Task brief: Transcribe every line of the listing below without any deviation.

Labeled area outline entries:
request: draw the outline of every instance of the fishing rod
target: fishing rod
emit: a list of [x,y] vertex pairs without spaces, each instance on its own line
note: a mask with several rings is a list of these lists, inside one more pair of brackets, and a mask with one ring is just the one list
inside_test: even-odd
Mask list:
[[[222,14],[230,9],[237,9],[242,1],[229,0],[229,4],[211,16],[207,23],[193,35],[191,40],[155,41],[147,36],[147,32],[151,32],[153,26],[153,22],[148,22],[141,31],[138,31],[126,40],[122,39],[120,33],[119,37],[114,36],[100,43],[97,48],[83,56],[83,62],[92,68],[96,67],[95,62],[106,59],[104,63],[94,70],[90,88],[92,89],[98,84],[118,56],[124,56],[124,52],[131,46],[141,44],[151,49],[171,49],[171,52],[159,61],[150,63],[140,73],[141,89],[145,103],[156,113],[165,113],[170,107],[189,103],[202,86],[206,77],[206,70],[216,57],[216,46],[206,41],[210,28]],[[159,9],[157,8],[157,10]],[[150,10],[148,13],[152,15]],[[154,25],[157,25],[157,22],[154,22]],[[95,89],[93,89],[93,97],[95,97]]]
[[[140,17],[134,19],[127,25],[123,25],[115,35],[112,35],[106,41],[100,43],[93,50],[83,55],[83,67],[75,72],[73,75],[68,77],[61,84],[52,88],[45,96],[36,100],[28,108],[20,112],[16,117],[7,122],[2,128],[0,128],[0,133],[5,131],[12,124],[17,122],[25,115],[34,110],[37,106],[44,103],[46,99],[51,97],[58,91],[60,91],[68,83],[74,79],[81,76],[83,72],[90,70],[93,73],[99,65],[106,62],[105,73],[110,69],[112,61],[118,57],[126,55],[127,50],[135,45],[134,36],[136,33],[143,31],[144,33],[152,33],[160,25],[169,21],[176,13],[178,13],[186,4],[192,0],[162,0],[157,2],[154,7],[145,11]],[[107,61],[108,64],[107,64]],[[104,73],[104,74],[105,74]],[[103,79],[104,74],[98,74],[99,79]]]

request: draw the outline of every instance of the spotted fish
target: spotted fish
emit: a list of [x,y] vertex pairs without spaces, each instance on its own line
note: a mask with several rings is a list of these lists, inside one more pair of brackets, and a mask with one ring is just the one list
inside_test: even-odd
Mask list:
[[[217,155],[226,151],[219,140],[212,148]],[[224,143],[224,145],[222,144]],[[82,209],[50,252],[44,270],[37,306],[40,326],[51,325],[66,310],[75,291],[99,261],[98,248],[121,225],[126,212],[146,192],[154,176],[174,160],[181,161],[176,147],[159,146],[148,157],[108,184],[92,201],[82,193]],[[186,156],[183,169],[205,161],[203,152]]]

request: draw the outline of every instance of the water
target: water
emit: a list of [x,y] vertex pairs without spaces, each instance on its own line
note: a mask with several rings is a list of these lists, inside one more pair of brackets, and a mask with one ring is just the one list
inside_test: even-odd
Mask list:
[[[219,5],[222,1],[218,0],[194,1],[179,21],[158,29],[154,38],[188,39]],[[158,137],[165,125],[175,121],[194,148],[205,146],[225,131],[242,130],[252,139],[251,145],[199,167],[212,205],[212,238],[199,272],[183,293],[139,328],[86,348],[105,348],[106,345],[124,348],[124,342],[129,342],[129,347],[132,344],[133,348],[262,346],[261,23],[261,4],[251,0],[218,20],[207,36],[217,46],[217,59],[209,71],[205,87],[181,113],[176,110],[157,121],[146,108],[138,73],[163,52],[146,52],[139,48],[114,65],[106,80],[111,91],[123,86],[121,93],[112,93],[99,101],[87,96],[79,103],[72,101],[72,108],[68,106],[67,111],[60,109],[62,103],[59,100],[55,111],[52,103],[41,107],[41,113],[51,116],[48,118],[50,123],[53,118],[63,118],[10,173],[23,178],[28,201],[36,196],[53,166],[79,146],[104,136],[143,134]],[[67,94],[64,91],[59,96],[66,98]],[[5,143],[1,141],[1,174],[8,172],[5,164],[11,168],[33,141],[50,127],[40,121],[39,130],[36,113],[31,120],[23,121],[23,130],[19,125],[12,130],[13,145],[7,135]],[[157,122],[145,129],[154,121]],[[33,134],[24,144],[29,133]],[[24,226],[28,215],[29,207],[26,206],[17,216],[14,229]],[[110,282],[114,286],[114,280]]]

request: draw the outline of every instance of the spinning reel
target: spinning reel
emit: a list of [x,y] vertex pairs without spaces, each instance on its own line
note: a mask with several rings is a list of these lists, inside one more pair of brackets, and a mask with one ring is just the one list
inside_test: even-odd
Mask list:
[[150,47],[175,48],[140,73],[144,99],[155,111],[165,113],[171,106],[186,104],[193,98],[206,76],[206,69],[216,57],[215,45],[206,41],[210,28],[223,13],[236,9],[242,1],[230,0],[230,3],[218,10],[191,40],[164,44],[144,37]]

Solution to this exercise:
request: draw the outline of every instance of the fishing rod
target: fishing rod
emit: a list of [x,y] vertex pairs without spaces, each instance on its own line
note: a mask with several rings is a list of these lists, inside one more pair of brackets, and a mask with one ring is just the one list
inside_test: even-odd
Mask list:
[[[222,14],[230,9],[237,9],[242,1],[229,0],[229,4],[211,16],[207,23],[193,35],[191,40],[155,41],[147,36],[147,32],[151,32],[153,26],[153,22],[148,22],[141,31],[138,31],[126,40],[122,39],[120,33],[119,37],[114,36],[100,43],[97,48],[83,56],[83,62],[92,68],[96,67],[95,62],[106,59],[104,63],[94,70],[90,88],[92,89],[98,84],[118,56],[124,56],[124,52],[131,46],[141,44],[151,49],[171,49],[171,52],[159,61],[150,63],[140,73],[141,89],[145,103],[156,113],[165,113],[170,107],[189,103],[202,86],[206,77],[206,70],[216,57],[216,46],[206,41],[210,28]],[[159,9],[157,8],[157,10]],[[150,10],[148,13],[152,15]],[[154,25],[157,25],[157,22],[154,22]],[[95,89],[93,89],[93,97],[95,97]]]
[[[140,17],[134,19],[127,25],[123,25],[115,35],[112,35],[106,41],[100,43],[93,50],[83,55],[83,67],[75,72],[73,75],[68,77],[61,84],[52,88],[45,96],[36,100],[28,108],[20,112],[16,117],[7,122],[2,128],[0,128],[0,133],[5,131],[12,124],[17,122],[25,115],[34,110],[37,106],[44,103],[46,99],[51,97],[58,91],[60,91],[68,83],[74,79],[81,76],[83,72],[90,70],[93,73],[99,65],[106,62],[105,73],[110,69],[112,61],[118,57],[126,55],[127,50],[135,45],[134,36],[136,33],[143,31],[144,33],[152,33],[160,25],[169,21],[176,13],[178,13],[186,4],[192,0],[162,0],[157,2],[154,7],[145,11]],[[107,61],[108,64],[107,64]],[[104,73],[104,74],[105,74]],[[103,79],[104,74],[98,74],[99,79]]]

request: draw the outline of every instance of the spotted fish
target: spotted fish
emit: a list of [x,y] vertex pairs without spaces, each instance on its own line
note: a mask with several rings is a list of these lists, inside one more pair of brackets, and a mask with one ring is just the one list
inside_test: even-odd
Mask list:
[[[217,155],[226,151],[219,140],[212,148]],[[224,143],[224,145],[222,144]],[[82,209],[50,252],[44,270],[37,306],[40,326],[51,325],[66,310],[75,291],[99,261],[98,248],[121,225],[126,212],[146,192],[154,176],[174,160],[181,161],[176,147],[159,146],[148,157],[108,184],[92,201],[82,193]],[[186,156],[183,169],[205,161],[203,152]]]

request: draw the outline of every instance of the water
target: water
emit: a list of [x,y] vertex pairs without spaces, each instance on its own line
note: a mask with several rings is a list of these lists, inside one more pair of brackets, and a mask with one ring is just the one list
inside_test: even-odd
Mask list:
[[[219,5],[222,1],[218,0],[194,1],[179,21],[158,29],[154,38],[188,39]],[[158,137],[165,125],[175,121],[194,148],[205,146],[225,131],[242,130],[252,139],[251,145],[199,167],[212,205],[212,238],[199,272],[183,293],[139,328],[86,348],[105,348],[106,345],[124,348],[124,342],[129,342],[129,347],[132,344],[133,348],[262,346],[261,23],[261,4],[251,0],[218,20],[207,36],[217,46],[217,59],[209,71],[205,87],[181,113],[176,110],[157,121],[146,108],[138,73],[163,52],[146,52],[139,48],[114,65],[106,80],[111,91],[123,86],[121,93],[112,93],[99,101],[87,96],[79,103],[72,101],[72,108],[68,106],[67,111],[60,109],[62,103],[59,100],[55,111],[52,103],[41,107],[41,113],[51,116],[48,118],[50,123],[53,118],[63,118],[10,173],[23,178],[28,201],[36,196],[53,166],[79,146],[104,136],[143,134]],[[67,94],[64,91],[59,96],[66,98]],[[5,143],[1,141],[1,174],[8,172],[5,164],[11,168],[33,141],[50,127],[40,121],[39,130],[36,113],[31,120],[23,121],[23,130],[19,125],[12,130],[13,145],[7,135]],[[157,122],[145,129],[154,121]],[[33,134],[24,144],[29,133]],[[24,226],[28,215],[29,207],[26,206],[17,216],[14,229]],[[110,282],[114,286],[114,280]]]

request: draw the outline of every instance of the spinning reel
target: spinning reel
emit: a list of [x,y] vertex pairs without spaces, each instance on its own line
note: a mask with several rings is a list of these lists, inside one more pair of brackets, and a mask with one ring is just the one list
inside_test: even-odd
Mask list:
[[150,47],[175,48],[140,73],[144,99],[155,111],[165,113],[171,106],[186,104],[193,98],[206,76],[206,69],[216,57],[215,45],[206,41],[210,28],[223,13],[236,9],[242,1],[230,0],[230,3],[218,10],[191,40],[164,44],[144,37]]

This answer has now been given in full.